■ **WORK TO BE COMPLETED**: Convert every line of the rows below into a Markdown table with two columns, Number and Text. Put each line's sequence number under Number and the line itself under Text, and leave out blank lines.

_ _ _ _ _ _ _

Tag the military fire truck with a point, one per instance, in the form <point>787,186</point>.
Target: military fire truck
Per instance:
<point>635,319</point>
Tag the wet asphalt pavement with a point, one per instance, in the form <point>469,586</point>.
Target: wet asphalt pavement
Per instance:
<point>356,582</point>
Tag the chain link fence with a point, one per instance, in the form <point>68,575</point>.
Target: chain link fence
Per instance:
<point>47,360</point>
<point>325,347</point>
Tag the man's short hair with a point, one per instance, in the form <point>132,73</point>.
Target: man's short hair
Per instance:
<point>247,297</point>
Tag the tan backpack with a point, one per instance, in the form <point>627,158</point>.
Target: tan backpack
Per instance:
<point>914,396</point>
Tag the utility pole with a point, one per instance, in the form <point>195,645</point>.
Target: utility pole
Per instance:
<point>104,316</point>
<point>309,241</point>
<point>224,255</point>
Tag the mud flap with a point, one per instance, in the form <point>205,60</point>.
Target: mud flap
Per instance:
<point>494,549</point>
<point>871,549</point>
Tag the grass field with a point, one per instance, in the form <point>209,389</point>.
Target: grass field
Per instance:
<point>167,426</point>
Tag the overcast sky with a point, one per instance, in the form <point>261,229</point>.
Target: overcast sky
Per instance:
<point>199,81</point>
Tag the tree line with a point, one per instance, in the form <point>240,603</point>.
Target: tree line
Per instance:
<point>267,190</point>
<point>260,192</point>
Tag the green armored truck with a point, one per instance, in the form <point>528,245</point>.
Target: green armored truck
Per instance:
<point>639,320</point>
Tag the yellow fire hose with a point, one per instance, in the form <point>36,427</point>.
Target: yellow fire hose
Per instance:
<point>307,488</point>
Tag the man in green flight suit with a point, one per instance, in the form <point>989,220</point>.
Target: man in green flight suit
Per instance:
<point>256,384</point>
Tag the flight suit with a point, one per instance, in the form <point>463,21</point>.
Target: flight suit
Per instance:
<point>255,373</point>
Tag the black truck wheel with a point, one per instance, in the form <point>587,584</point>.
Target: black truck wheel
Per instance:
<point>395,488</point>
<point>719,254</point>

_ _ _ _ _ _ _

■ **ANSWER TO THE TASK**:
| Number | Text |
|---|---|
| 1 | Tag the military fire truck with a point, one per instance, in the form <point>787,186</point>. |
| 2 | Target: military fire truck |
| 3 | Per instance: |
| 4 | <point>635,319</point> |
| 5 | Tag the wet asphalt pavement with a point, one per instance, in the form <point>469,586</point>. |
| 6 | Target: wet asphalt pavement |
| 7 | Per instance: |
| 8 | <point>356,582</point> |
| 9 | Tag the chain link fence with a point, one per instance, in the form <point>68,575</point>. |
| 10 | Target: chain link fence |
| 11 | Per instance: |
| 12 | <point>47,360</point> |
| 13 | <point>325,347</point> |
| 14 | Tag the man's short hair with a point, one per instance, in the form <point>132,73</point>. |
| 15 | Target: man's short hair |
| 16 | Per instance: |
| 17 | <point>247,297</point> |
| 18 | Tag the tan backpack with a point, one per instance, in the form <point>627,158</point>. |
| 19 | Target: tan backpack |
| 20 | Per instance: |
| 21 | <point>914,396</point> |
| 22 | Tag the utility pole with a point, one per instance, in the form <point>195,645</point>. |
| 23 | Target: utility pole |
| 24 | Per instance: |
| 25 | <point>104,316</point> |
| 26 | <point>309,241</point> |
| 27 | <point>224,255</point> |
| 28 | Tag the mud flap with a point, one per instance, in the form <point>205,60</point>. |
| 29 | Target: mud flap |
| 30 | Per instance: |
| 31 | <point>494,549</point> |
| 32 | <point>871,549</point> |
| 33 | Tag the grass field with a point, one per instance, in the form <point>209,389</point>. |
| 34 | Target: grass field |
| 35 | Per instance: |
| 36 | <point>167,426</point> |
| 37 | Tag the overcast sky with a point, one per instance, in the form <point>261,229</point>. |
| 38 | Target: overcast sky |
| 39 | Per instance: |
| 40 | <point>199,81</point> |
| 41 | Tag the tree line with a point, one per instance, in the form <point>240,603</point>. |
| 42 | Target: tree line |
| 43 | Per instance: |
| 44 | <point>267,190</point> |
| 45 | <point>260,192</point> |
| 46 | Tag the green armored truck with a point, one per instance, in the form <point>528,245</point>. |
| 47 | Target: green armored truck |
| 48 | Per instance: |
| 49 | <point>639,320</point> |
| 50 | Tag the yellow fire hose with a point, one per instance, in the form <point>36,427</point>. |
| 51 | Target: yellow fire hose |
| 52 | Per instance: |
| 53 | <point>307,488</point> |
| 54 | Tag the man in green flight suit with a point, one per instance, in the form <point>989,220</point>. |
| 55 | Target: man in green flight suit |
| 56 | Per instance: |
| 57 | <point>256,384</point> |
| 58 | Tag the flight suit with a point, one per instance, in the form <point>463,21</point>. |
| 59 | Target: flight suit |
| 60 | Per instance: |
| 61 | <point>255,373</point> |
| 62 | Tag the black truck wheel with a point, one per instance, in the form <point>587,584</point>. |
| 63 | Target: black truck wheel |
| 64 | Per instance: |
| 65 | <point>395,488</point> |
| 66 | <point>719,254</point> |